__Written instruction 1__
Set down verbatim the portion of the Life Is Strange sequel passage from "The game received" to "in May 2021.".
__Written instruction 2__
According to the Life Is Strange sequel passage, which studio developed Life Is Strange: True Colors?

__Document text__

Following the unexpected success of the original Life Is Strange, development of the sequel started in 2016 after the team completed the retail edition of the first game. The primary creative team behind the original returned for the sequel. The team chose a road movie structure in contrast to the original game, and was inspired by films and novels like Into the Wild and Of Mice and Men. While the game features supernatural elements, the story is mostly grounded in reality, and the team used the opportunity to explore contemporary social issues such as racism, gun violence, and bigotry. The sequel development was revealed in May 2017 and free demo, The Awesome Adventures of Captain Spirit, was released in June 2018 prior to the main game in order to introduce the new setting. Square Enix External Studios worked with Dontnod for the development.

The game received generally positive reviews upon release. Critics praised the story, the relationship between Sean and Daniel, and the choice-based gameplay, while reception of the portrayed political themes was divergent. The sparse episodic release schedule and the dialogue were criticized. It received nominations for multiple year-end accolades. The series' next main game, Life Is Strange: True Colors, which was developed by Deck Nine, was released in September 2021 and Dontnod stated to have shifted its focus to develop their own intellectual properties in May 2021.

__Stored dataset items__

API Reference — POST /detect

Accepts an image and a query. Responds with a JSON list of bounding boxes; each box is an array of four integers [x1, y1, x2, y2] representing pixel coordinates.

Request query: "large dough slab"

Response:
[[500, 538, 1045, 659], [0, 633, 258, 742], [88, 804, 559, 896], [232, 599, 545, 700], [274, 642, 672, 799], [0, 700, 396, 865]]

__Solution 1__
The game received generally positive reviews upon release. Critics praised the story, the relationship between Sean and Daniel, and the choice-based gameplay, while reception of the portrayed political themes was divergent. The sparse episodic release schedule and the dialogue were criticized. It received nominations for multiple year-end accolades. The series' next main game, Life Is Strange: True Colors, which was developed by Deck Nine, was released in September 2021 and Dontnod stated to have shifted its focus to develop their own intellectual properties in May 2021.

__Solution 2__
Deck Nine